#### The exercise:
Rewrite the records below with each "Target" swapped for "Label". Keep every other character the same.

#### Given records:

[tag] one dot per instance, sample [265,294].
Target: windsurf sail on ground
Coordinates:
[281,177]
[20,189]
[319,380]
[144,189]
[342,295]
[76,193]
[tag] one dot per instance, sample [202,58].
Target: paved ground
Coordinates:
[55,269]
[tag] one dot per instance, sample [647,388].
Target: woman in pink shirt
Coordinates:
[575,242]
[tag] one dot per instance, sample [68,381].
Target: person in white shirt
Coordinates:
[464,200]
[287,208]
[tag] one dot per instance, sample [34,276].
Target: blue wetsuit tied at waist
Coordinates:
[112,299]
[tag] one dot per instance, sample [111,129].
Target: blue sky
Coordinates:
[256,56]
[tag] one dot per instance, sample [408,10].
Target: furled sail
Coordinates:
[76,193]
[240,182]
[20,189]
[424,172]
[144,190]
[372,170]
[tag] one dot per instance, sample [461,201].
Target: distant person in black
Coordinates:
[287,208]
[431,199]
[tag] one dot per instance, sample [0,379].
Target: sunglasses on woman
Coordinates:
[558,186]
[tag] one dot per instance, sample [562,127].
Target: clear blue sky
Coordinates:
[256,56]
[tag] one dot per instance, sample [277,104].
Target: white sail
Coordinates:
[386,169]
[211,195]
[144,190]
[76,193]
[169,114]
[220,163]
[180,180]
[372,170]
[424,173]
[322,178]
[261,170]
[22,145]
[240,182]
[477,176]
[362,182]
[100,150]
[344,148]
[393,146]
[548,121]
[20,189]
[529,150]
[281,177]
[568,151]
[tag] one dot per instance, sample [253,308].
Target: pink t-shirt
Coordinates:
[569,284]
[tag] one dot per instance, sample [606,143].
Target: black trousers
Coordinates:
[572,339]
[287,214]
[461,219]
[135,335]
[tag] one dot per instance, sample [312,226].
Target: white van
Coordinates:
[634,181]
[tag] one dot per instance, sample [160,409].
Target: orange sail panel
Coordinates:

#### Final result:
[tag] one dot per instance, sample [265,294].
Label: windsurf sail on ground
Coordinates:
[281,177]
[20,189]
[319,380]
[144,189]
[342,295]
[76,193]
[tag] one dot per instance, sample [202,58].
Label: paved ground
Coordinates:
[55,269]
[tag] one dot per instance, sample [647,388].
Label: woman in pink shirt
Coordinates:
[575,242]
[tag] one dot per instance, sample [68,381].
Label: person in white shirt
Coordinates:
[464,200]
[287,208]
[tag] one dot per instance, sample [34,276].
Label: blue wetsuit tied at waist
Coordinates:
[112,299]
[tag] one dot per instance, sample [111,129].
Label: blue sky
Coordinates:
[256,56]
[tag] one dot per instance, sample [408,10].
Label: furled sail
Coordinates:
[76,193]
[240,182]
[20,189]
[424,172]
[144,190]
[372,170]
[tag] one dot per instance, sample [461,201].
Label: distant person in black
Coordinates:
[287,208]
[431,199]
[tag] one dot per instance, sample [0,379].
Label: sunglasses on woman
Coordinates:
[558,186]
[tag] one dot per instance, sample [562,127].
Label: clear blue sky
Coordinates:
[256,56]
[tag] one dot per instance, sample [277,104].
Label: white sail
Coordinates:
[386,169]
[211,195]
[144,190]
[76,193]
[169,114]
[220,163]
[180,180]
[372,170]
[424,173]
[322,178]
[261,170]
[22,145]
[240,182]
[477,176]
[362,182]
[100,150]
[344,148]
[393,146]
[548,121]
[20,189]
[529,150]
[281,177]
[568,151]
[tag] one dot per instance, sample [253,308].
Label: pink t-shirt
Coordinates:
[569,284]
[tag] one dot per instance, sample [606,143].
Label: black trousers
Coordinates:
[572,339]
[287,214]
[461,219]
[135,335]
[tag] one dot per instance, sample [312,226].
Label: white van
Coordinates:
[634,181]
[tag] one dot per instance, sample [160,409].
Label: orange sail panel
Coordinates:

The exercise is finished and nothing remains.